## begin
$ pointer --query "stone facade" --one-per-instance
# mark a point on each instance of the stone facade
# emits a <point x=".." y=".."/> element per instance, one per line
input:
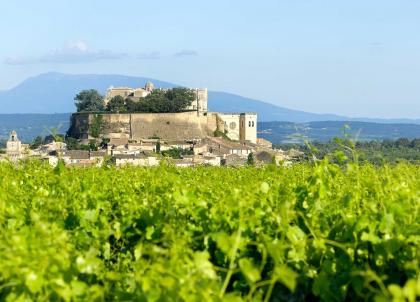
<point x="196" y="123"/>
<point x="167" y="126"/>
<point x="14" y="147"/>
<point x="240" y="126"/>
<point x="199" y="104"/>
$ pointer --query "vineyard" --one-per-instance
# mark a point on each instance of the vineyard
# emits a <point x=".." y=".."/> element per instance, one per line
<point x="308" y="232"/>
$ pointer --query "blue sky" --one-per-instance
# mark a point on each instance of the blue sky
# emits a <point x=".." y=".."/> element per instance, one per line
<point x="356" y="58"/>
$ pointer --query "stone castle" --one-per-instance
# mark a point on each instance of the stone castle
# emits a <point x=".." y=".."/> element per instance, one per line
<point x="194" y="124"/>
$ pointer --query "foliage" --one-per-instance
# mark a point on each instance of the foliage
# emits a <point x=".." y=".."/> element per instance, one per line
<point x="89" y="101"/>
<point x="37" y="142"/>
<point x="166" y="101"/>
<point x="159" y="101"/>
<point x="308" y="232"/>
<point x="96" y="125"/>
<point x="116" y="104"/>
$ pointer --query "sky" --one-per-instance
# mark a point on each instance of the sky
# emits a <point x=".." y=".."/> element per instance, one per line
<point x="359" y="58"/>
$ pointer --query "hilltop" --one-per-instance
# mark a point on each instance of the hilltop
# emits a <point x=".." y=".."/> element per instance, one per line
<point x="54" y="93"/>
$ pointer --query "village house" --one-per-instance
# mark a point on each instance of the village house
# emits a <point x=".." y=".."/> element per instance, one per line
<point x="142" y="159"/>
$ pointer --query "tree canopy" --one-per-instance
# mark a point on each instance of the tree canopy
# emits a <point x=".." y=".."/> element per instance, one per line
<point x="162" y="101"/>
<point x="116" y="104"/>
<point x="89" y="101"/>
<point x="159" y="101"/>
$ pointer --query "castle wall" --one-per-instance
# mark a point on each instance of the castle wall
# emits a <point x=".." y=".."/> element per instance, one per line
<point x="169" y="126"/>
<point x="248" y="130"/>
<point x="174" y="126"/>
<point x="136" y="126"/>
<point x="231" y="124"/>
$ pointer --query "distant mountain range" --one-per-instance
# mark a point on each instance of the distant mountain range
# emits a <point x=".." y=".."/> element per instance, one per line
<point x="54" y="93"/>
<point x="37" y="98"/>
<point x="28" y="126"/>
<point x="287" y="132"/>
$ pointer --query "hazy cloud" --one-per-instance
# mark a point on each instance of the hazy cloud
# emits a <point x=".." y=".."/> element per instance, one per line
<point x="74" y="52"/>
<point x="154" y="55"/>
<point x="185" y="53"/>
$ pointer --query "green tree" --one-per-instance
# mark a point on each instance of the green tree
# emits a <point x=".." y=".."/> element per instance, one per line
<point x="38" y="141"/>
<point x="116" y="104"/>
<point x="88" y="101"/>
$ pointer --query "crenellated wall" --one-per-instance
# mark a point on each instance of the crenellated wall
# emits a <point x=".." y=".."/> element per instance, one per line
<point x="173" y="126"/>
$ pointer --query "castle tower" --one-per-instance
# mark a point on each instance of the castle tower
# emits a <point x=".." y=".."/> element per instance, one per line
<point x="202" y="100"/>
<point x="14" y="146"/>
<point x="149" y="87"/>
<point x="248" y="127"/>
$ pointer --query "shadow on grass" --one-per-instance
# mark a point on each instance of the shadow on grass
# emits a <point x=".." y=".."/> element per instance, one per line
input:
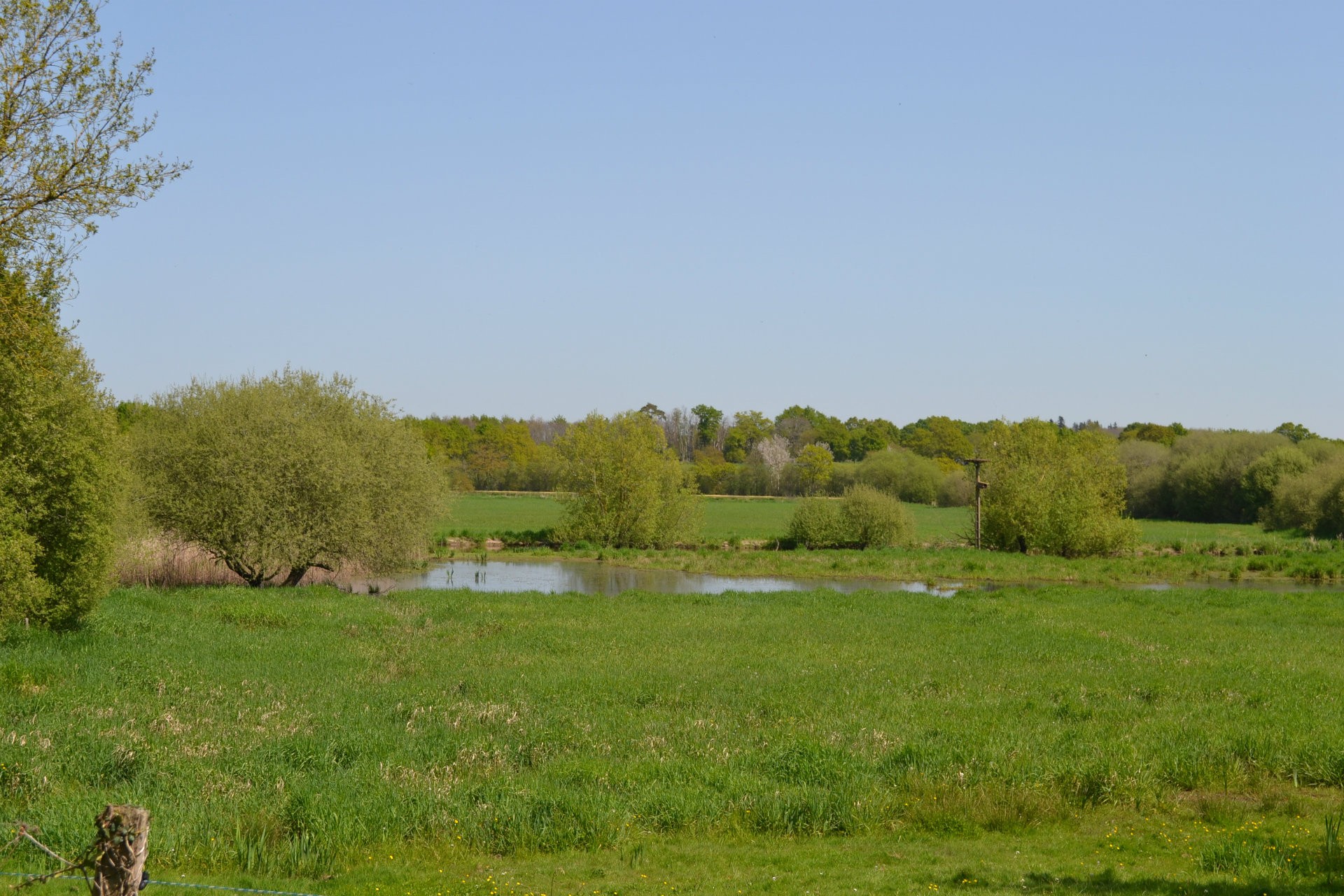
<point x="1108" y="881"/>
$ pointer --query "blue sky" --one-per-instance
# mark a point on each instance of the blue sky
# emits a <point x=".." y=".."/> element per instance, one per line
<point x="1116" y="211"/>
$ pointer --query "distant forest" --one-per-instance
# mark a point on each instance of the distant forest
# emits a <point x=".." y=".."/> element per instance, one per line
<point x="1285" y="479"/>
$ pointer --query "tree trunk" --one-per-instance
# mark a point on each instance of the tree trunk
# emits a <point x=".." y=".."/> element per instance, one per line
<point x="122" y="844"/>
<point x="296" y="575"/>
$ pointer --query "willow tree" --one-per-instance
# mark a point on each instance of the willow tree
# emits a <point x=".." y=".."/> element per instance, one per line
<point x="284" y="473"/>
<point x="67" y="128"/>
<point x="67" y="132"/>
<point x="58" y="475"/>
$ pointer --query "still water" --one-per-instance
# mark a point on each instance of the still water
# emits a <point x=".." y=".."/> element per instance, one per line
<point x="558" y="577"/>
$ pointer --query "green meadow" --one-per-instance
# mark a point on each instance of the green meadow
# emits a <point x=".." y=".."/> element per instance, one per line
<point x="1058" y="739"/>
<point x="489" y="514"/>
<point x="750" y="530"/>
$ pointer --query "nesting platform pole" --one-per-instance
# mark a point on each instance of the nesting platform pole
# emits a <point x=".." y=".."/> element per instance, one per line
<point x="980" y="486"/>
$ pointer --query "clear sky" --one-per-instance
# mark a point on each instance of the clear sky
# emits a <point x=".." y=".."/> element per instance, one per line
<point x="1116" y="211"/>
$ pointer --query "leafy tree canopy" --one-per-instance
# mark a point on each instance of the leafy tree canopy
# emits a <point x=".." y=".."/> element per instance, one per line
<point x="626" y="488"/>
<point x="58" y="473"/>
<point x="1056" y="491"/>
<point x="67" y="124"/>
<point x="286" y="472"/>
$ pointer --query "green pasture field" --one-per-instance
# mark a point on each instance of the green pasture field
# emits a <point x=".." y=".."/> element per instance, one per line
<point x="487" y="514"/>
<point x="1059" y="739"/>
<point x="482" y="514"/>
<point x="1172" y="551"/>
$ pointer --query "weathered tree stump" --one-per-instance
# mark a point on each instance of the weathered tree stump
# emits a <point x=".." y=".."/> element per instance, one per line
<point x="120" y="848"/>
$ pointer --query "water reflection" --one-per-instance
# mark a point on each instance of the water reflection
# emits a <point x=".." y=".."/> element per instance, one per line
<point x="558" y="577"/>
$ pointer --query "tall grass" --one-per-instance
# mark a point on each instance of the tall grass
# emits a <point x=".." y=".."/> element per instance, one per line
<point x="286" y="732"/>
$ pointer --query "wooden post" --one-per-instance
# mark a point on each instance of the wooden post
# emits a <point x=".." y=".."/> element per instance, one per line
<point x="980" y="486"/>
<point x="121" y="846"/>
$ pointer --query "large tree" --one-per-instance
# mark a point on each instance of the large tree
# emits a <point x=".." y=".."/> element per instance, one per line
<point x="626" y="486"/>
<point x="67" y="124"/>
<point x="283" y="473"/>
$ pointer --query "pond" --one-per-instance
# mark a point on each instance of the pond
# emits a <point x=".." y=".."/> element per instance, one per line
<point x="558" y="577"/>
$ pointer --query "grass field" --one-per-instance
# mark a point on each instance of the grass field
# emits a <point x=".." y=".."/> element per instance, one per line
<point x="1172" y="552"/>
<point x="1062" y="739"/>
<point x="477" y="514"/>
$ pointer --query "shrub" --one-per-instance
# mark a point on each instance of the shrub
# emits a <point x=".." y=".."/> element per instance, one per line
<point x="58" y="464"/>
<point x="1312" y="501"/>
<point x="902" y="473"/>
<point x="816" y="524"/>
<point x="874" y="519"/>
<point x="956" y="489"/>
<point x="1205" y="479"/>
<point x="284" y="473"/>
<point x="864" y="517"/>
<point x="628" y="491"/>
<point x="1056" y="491"/>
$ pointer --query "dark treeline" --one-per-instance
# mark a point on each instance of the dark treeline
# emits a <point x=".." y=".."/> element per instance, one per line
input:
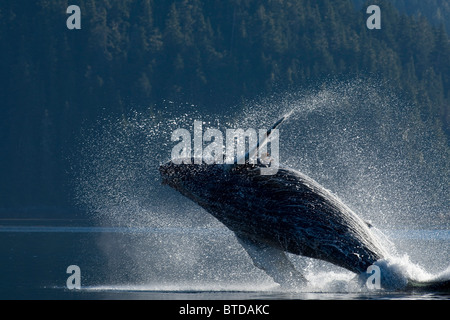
<point x="436" y="11"/>
<point x="210" y="53"/>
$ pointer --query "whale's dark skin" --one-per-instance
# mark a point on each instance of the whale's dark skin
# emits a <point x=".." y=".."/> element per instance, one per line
## end
• **PROBLEM TO WORK ON**
Keep the pictures out of your copy, and repeat every entry above exactly.

• **PROBLEM SOLUTION**
$ pointer --query "stone facade" --one-per-instance
# mark a point on each instance of the stone facade
# emits a <point x=".." y=".."/> element per instance, one per line
input:
<point x="196" y="123"/>
<point x="167" y="126"/>
<point x="14" y="147"/>
<point x="240" y="126"/>
<point x="199" y="104"/>
$ pointer --query "vineyard" --one-per-instance
# mark a point on each instance of the vineyard
# emits a <point x=".." y=".."/> element per instance, one per line
<point x="308" y="232"/>
$ pointer --query "blue sky" --one-per-instance
# mark a point on each instance of the blue sky
# emits a <point x=".." y=".."/> element per instance, one per line
<point x="356" y="58"/>
$ pointer --query "stone castle" --one-per-instance
# mark a point on each instance of the stone castle
# emits a <point x=".." y=".."/> element per instance, one per line
<point x="194" y="124"/>
$ pointer --query "foliage" --one-per-instance
# mark a point on each instance of the foliage
# emits a <point x=".." y=".."/> element per instance, one per line
<point x="89" y="101"/>
<point x="37" y="142"/>
<point x="166" y="101"/>
<point x="159" y="101"/>
<point x="308" y="232"/>
<point x="96" y="125"/>
<point x="116" y="104"/>
$ pointer --query "sky" --one-per-instance
# mark a point on each instance of the sky
# emits a <point x=".." y=".."/> element per instance, one per line
<point x="359" y="58"/>
$ pointer --query "hilltop" --one-per-instance
# mark a point on each instance of the hilltop
# emits a <point x=".." y=".."/> element per instance, one per line
<point x="54" y="93"/>
$ pointer --query "village house" --one-per-instance
# mark a point on each instance of the village house
# emits a <point x=".." y=".."/> element per instance, one per line
<point x="142" y="159"/>
$ pointer --query "tree canopy" --one-per-instance
# mark a point on each instance of the tree canopy
# emits a <point x=".." y=".."/> element per instance, one per line
<point x="162" y="101"/>
<point x="116" y="104"/>
<point x="89" y="101"/>
<point x="159" y="101"/>
$ pointer --query "castle wall" --one-per-instance
# mark a point on each instance of the castle wall
# emits a <point x=".." y=".."/> element per instance, one per line
<point x="169" y="126"/>
<point x="248" y="130"/>
<point x="174" y="126"/>
<point x="136" y="126"/>
<point x="231" y="124"/>
$ pointer --query "distant mountain range" --one-per-instance
# mark a point on each instance of the distant mountain range
# emits a <point x=".." y=".."/> element per instance, one per line
<point x="54" y="93"/>
<point x="37" y="98"/>
<point x="28" y="126"/>
<point x="287" y="132"/>
$ pointer --query "hazy cloud" --one-per-instance
# mark a point on each instance of the hazy cloud
# emits a <point x=".." y=".."/> element per instance, one per line
<point x="74" y="52"/>
<point x="154" y="55"/>
<point x="185" y="53"/>
$ pointer --query "green tree" --one-per-instance
# mark a point on each instance of the green tree
# emits a <point x=".." y=".."/> element per instance, one per line
<point x="38" y="141"/>
<point x="116" y="104"/>
<point x="88" y="101"/>
$ pointer --query "crenellated wall" --one-per-instance
# mark a point on each instance of the crenellated wall
# emits a <point x=".." y=".."/> element per instance, one per line
<point x="173" y="126"/>
$ pointer --query "castle tower" --one-per-instance
# mark a point on each instance of the castle tower
# emits a <point x=".." y=".."/> element per instance, one per line
<point x="202" y="100"/>
<point x="14" y="146"/>
<point x="149" y="87"/>
<point x="248" y="127"/>
$ pointer --query "shadow on grass" --one-per-instance
# mark a point on each instance of the shadow on grass
# emits a <point x=".." y=".."/> element per instance, one per line
input:
<point x="1108" y="881"/>
$ pointer --query "blue sky" --one-per-instance
# mark a point on each instance of the blue sky
# emits a <point x=".." y=".."/> element per instance, one per line
<point x="1116" y="211"/>
$ pointer --query "distant forest" --one-per-instance
# mark a point on each instance of the distant forest
# emits a <point x=".." y=".."/> element per instance, one per line
<point x="1285" y="479"/>
$ pointer --query "tree trunk" --one-per-instance
# mark a point on each instance of the tree trunk
# emits a <point x=".." y=".."/> element per instance, one per line
<point x="122" y="844"/>
<point x="296" y="575"/>
$ pointer --query "willow tree" --one-per-instance
# mark a point on each instance of the willow tree
# emits a <point x=".." y=".."/> element per instance, one per line
<point x="284" y="473"/>
<point x="67" y="128"/>
<point x="67" y="132"/>
<point x="58" y="475"/>
$ pointer --query "still water" --one-per-instance
# mark a point on each instance of the still water
# emits a <point x=".." y=".."/> element per instance, one per line
<point x="558" y="577"/>
$ pointer --query "green meadow" --one-per-instance
# mark a point on each instance of the green meadow
# emits a <point x=".." y=".."/> element per instance, one per line
<point x="1058" y="739"/>
<point x="489" y="514"/>
<point x="750" y="530"/>
$ pointer --query "nesting platform pole" --one-per-instance
# mark a point on each instance of the nesting platform pole
# emits a <point x=".." y=".."/> element per instance, one per line
<point x="980" y="486"/>
$ pointer --query "clear sky" --one-per-instance
# mark a point on each instance of the clear sky
# emits a <point x=".." y=".."/> element per instance, one per line
<point x="1116" y="211"/>
$ pointer --query "leafy tree canopy" --one-per-instance
# mark a point on each instance of the leafy tree canopy
# emits a <point x=".." y=".."/> element per instance, one per line
<point x="626" y="488"/>
<point x="58" y="473"/>
<point x="1056" y="491"/>
<point x="67" y="124"/>
<point x="286" y="472"/>
$ pointer --query "green pasture field" --one-per-instance
# mark a point on each instance of the green pasture field
# emits a <point x=".." y=".."/> element per instance, one per line
<point x="487" y="514"/>
<point x="1059" y="739"/>
<point x="482" y="514"/>
<point x="1172" y="551"/>
$ pointer --query "weathered tree stump" --one-per-instance
# mark a point on each instance of the weathered tree stump
# emits a <point x=".." y=".."/> element per instance, one per line
<point x="120" y="848"/>
$ pointer --query "water reflection" --one-per-instance
# mark a point on each instance of the water reflection
# emits a <point x=".." y=".."/> element per instance, one per line
<point x="558" y="577"/>
$ pointer --query "tall grass" --one-per-instance
# mark a point on each instance of the tall grass
# emits a <point x=".." y=".."/> element per instance, one per line
<point x="286" y="732"/>
$ pointer --query "wooden post" --one-per-instance
# mark a point on each instance of the wooden post
# emits a <point x=".." y=".."/> element per instance, one per line
<point x="980" y="486"/>
<point x="121" y="846"/>
$ pointer --query "large tree" --one-per-instance
# mark a point on each instance of the large tree
# emits a <point x=".." y=".."/> element per instance, one per line
<point x="626" y="486"/>
<point x="67" y="124"/>
<point x="283" y="473"/>
$ pointer --query "pond" --one-per-instance
# mark a point on each instance of the pond
# emits a <point x=".." y=".."/> element per instance, one per line
<point x="558" y="577"/>
$ pointer --query "grass field" --one-per-instance
# mark a point on each instance of the grass field
# emits a <point x=".." y=".."/> element per instance, one per line
<point x="1172" y="552"/>
<point x="1062" y="739"/>
<point x="477" y="514"/>
$ pointer --query "shrub" --one-per-instance
# mark a point on each instance of the shrub
# emits a <point x=".." y=".."/> element per instance, one per line
<point x="58" y="464"/>
<point x="1312" y="501"/>
<point x="902" y="473"/>
<point x="816" y="524"/>
<point x="874" y="519"/>
<point x="956" y="489"/>
<point x="1205" y="479"/>
<point x="284" y="473"/>
<point x="864" y="517"/>
<point x="628" y="491"/>
<point x="1056" y="491"/>
$ pointer --query "dark treeline" --one-per-instance
# mark a point on each instance of the dark treeline
# emits a <point x=".." y=".."/> element per instance, one per line
input:
<point x="436" y="11"/>
<point x="210" y="53"/>
$ pointer --query "whale's dark skin" --one-per-instance
# mark a point on each instance of the whale's dark skin
# emits a <point x=".." y=".."/> element per instance, one per line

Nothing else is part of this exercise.